**Short task:** Return each line in the records below that contains the string "ground". Case counts.

**Excerpted records:**
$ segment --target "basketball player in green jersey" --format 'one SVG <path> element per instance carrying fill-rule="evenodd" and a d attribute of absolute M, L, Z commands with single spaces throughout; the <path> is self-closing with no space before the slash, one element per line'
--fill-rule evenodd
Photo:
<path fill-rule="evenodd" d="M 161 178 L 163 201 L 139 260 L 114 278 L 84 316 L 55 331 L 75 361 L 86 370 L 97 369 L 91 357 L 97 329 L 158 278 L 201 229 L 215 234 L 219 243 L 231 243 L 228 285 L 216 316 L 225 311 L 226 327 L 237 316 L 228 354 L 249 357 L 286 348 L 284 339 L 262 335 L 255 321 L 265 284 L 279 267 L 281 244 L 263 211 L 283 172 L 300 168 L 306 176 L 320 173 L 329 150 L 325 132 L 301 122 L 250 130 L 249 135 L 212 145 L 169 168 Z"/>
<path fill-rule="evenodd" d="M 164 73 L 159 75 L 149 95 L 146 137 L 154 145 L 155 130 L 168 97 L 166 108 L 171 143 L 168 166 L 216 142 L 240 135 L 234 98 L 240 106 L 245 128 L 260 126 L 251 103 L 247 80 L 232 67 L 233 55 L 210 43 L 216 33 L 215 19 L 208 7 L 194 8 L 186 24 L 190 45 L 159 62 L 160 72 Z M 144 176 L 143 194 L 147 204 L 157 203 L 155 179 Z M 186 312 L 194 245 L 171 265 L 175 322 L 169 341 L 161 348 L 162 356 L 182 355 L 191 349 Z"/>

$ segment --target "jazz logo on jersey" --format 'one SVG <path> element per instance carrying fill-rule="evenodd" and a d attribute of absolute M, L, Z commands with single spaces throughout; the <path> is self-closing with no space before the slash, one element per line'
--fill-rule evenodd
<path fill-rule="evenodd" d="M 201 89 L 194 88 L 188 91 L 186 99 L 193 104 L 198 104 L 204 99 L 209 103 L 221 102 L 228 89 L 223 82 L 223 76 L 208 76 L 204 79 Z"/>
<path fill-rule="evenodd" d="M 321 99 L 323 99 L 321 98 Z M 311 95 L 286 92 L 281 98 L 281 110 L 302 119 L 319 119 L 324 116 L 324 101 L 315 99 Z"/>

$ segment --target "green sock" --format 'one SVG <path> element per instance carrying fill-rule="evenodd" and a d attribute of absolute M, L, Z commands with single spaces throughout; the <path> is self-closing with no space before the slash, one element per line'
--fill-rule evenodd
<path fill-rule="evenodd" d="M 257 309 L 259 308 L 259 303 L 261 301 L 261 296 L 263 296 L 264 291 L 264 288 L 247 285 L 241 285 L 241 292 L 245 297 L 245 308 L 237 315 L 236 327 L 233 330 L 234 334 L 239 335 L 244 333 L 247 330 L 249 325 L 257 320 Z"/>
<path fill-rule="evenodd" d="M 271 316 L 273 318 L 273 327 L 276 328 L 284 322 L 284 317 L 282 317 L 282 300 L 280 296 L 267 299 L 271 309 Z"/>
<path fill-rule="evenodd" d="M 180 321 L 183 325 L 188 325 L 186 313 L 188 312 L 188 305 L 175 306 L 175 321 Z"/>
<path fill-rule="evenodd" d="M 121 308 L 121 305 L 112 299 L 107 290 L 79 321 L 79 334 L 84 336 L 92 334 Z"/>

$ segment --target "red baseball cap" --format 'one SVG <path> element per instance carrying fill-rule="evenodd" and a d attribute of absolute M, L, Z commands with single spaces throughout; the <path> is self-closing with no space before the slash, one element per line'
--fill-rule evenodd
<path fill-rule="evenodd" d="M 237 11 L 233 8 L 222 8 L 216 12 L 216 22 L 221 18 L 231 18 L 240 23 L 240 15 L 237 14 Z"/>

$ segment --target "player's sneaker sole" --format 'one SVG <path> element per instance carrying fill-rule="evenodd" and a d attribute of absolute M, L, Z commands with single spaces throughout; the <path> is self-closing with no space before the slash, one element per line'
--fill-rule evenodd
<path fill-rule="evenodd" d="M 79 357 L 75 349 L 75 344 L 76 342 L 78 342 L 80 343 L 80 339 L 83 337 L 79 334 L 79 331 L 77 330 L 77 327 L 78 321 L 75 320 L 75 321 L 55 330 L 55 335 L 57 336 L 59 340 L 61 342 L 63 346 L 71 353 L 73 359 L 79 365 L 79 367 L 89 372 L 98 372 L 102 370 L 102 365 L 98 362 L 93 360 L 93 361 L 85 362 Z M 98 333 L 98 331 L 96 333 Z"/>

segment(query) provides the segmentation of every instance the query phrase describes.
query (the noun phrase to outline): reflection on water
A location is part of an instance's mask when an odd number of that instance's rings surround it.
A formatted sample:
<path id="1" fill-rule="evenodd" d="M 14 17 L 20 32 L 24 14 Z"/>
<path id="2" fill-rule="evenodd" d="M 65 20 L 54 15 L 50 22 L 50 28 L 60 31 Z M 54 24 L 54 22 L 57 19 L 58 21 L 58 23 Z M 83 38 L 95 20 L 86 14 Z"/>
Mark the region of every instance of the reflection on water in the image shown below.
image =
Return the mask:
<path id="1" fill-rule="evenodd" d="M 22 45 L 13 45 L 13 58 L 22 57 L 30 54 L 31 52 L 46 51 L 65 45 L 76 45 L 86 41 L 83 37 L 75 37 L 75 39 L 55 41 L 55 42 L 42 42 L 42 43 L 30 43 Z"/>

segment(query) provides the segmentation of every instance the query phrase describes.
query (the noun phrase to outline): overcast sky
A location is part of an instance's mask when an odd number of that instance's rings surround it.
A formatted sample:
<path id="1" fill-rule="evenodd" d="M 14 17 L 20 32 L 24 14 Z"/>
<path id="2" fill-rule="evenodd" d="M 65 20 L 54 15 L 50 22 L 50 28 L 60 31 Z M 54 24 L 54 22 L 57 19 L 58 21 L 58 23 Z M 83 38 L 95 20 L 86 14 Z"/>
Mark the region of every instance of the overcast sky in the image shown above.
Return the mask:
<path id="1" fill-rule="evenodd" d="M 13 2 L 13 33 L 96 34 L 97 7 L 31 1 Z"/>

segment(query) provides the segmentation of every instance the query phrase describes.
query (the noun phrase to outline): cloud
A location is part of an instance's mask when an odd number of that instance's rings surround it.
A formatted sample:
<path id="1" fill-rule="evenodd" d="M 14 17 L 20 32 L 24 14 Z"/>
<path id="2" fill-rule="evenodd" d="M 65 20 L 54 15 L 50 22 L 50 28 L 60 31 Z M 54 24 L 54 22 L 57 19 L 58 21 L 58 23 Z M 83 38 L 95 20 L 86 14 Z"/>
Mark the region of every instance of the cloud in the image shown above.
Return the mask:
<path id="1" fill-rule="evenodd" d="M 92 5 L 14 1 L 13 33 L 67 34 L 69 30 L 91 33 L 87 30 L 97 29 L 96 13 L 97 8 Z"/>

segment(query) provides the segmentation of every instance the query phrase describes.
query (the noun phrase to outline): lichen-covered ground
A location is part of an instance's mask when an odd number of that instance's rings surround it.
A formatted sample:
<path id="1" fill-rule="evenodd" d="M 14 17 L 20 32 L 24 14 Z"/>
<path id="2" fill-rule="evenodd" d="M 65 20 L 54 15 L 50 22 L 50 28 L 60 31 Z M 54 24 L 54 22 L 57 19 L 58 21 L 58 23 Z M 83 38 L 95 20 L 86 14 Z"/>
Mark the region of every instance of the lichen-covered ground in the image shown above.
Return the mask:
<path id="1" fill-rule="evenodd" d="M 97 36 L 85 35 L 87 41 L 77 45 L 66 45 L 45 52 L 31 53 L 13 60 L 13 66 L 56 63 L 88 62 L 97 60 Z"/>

**Solved exercise:**
query (the noun phrase to outline): lichen-covered ground
Mark the region of every instance of the lichen-covered ground in the image shown above.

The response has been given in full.